Reproduce the part of the patch text below word for word, from "# We only keep" up to and including "train_inputs = np.array([], np.float32)".

-------- TEXT BLOCK --------

From d749578ef5df8cd286deeeea170cf62af4693f15 Mon Sep 17 00:00:00 2001
From: Reuben Morais <reuben.morais@gmail.com>
Date: Fri, 30 Jun 2017 12:00:26 -0700
Subject: [PATCH] Improve the Python audioToInputVector implementation

---
 util/audio.py | 72 +++++++++++++++------------------------------------
 1 file changed, 21 insertions(+), 51 deletions(-)

diff --git a/util/audio.py b/util/audio.py
index 420f72d5..3b6946d0 100644
--- a/util/audio.py
+++ b/util/audio.py
@@ -12,70 +12,40 @@ except ImportError:
 
     def audioToInputVector(audio, fs, numcep, numcontext):
         if DeprecationWarning.displayed is not True:
+            DeprecationWarning.displayed = True
             print('------------------------------------------------------------------------')
             print('WARNING: libdeepspeech failed to load, resorting to deprecated code')
             print('         Refer to README.md for instructions on installing libdeepspeech')
             print('------------------------------------------------------------------------')
-            DeprecationWarning.displayed = True
 
         # Get mfcc coefficients
-        orig_inputs = mfcc(audio, samplerate=fs, numcep=numcep)
+        features = mfcc(audio, samplerate=fs, numcep=numcep)
 
         # We only keep every second feature (BiRNN stride = 2)
-        orig_inputs = orig_inputs[::2]
+        features = features[::2]
 
-        # For each time slice of the training set, we need to copy the context this makes
-        # the numcep dimensions vector into a numcep + 2*numcep*numcontext dimensions
-        # because of:
-        #  - numcep dimensions for the current mfcc feature set
-        #  - numcontext*numcep dimensions for each of the past and future (x2) mfcc feature set
-        # => so numcep + 2*numcontext*numcep
-        train_inputs = np.array([], np.float32)
-        train_inputs.resize((orig_inputs.shape[0], numcep + 2*numcep*numcontext))
+        # One stride per time step in the input
+        num_strides = len(features)
 
-        # Prepare pre-fix post fix context (TODO: Fill empty_mfcc with MCFF of silence)
-        empty_mfcc = np.array([])
-        empty_mfcc.resize((numcep))
+        # Add empty initial and final contexts
+        empty_context = np.zeros((numcontext, numcep), dtype=features.dtype)
+        features = np.concatenate((empty_context, features, empty_context))
 
-        # Prepare train_inputs with past and future contexts
-        time_slices = list(range(train_inputs.shape[0]))
-        context_past_min   = time_slices[0]  + numcontext
-        context_future_max = time_slices[-1] - numcontext
-        for time_slice in time_slices:
-            ### Reminder: array[start:stop:step]
-            ### slices from indice |start| up to |stop| (not included), every |step|
-            # Pick up to numcontext time slices in the past, and complete with empty
-            # mfcc features
-            need_empty_past     = max(0, (context_past_min - time_slice))
-            empty_source_past   = list(empty_mfcc for empty_slots in range(need_empty_past))

-------- ENTRIES --------

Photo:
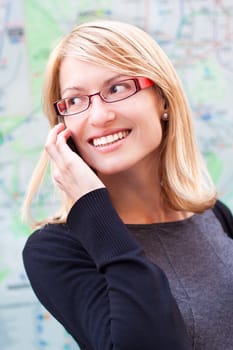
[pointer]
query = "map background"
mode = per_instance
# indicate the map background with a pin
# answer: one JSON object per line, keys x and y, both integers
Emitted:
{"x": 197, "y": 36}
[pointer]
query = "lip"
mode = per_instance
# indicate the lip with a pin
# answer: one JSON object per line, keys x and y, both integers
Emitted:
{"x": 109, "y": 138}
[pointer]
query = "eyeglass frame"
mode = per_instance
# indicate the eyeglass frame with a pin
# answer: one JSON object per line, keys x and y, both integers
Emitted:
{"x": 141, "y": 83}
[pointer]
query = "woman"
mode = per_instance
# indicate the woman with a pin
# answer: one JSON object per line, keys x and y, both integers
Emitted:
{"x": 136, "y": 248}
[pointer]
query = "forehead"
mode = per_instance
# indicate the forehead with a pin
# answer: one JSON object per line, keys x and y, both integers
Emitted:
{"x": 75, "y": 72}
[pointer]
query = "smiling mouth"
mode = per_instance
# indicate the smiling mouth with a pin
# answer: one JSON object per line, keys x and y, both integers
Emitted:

--------
-------- ENTRIES --------

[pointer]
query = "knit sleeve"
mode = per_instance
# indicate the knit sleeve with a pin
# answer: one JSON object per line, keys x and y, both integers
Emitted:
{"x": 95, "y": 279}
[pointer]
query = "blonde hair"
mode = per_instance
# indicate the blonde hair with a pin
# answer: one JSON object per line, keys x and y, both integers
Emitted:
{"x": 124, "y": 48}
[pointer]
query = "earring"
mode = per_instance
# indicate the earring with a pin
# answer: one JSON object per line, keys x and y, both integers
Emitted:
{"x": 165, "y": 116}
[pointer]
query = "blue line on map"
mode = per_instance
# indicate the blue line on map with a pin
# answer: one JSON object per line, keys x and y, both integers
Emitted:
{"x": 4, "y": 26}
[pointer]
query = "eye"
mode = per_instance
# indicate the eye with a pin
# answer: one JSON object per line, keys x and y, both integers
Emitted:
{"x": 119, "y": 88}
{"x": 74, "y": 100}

--------

**EXERCISE OUTPUT:**
# We only keep every second feature (BiRNN stride = 2)
-        orig_inputs = orig_inputs[::2]
+        features = features[::2]
 
-        # For each time slice of the training set, we need to copy the context this makes
-        # the numcep dimensions vector into a numcep + 2*numcep*numcontext dimensions
-        # because of:
-        #  - numcep dimensions for the current mfcc feature set
-        #  - numcontext*numcep dimensions for each of the past and future (x2) mfcc feature set
-        # => so numcep + 2*numcontext*numcep
-        train_inputs = np.array([], np.float32)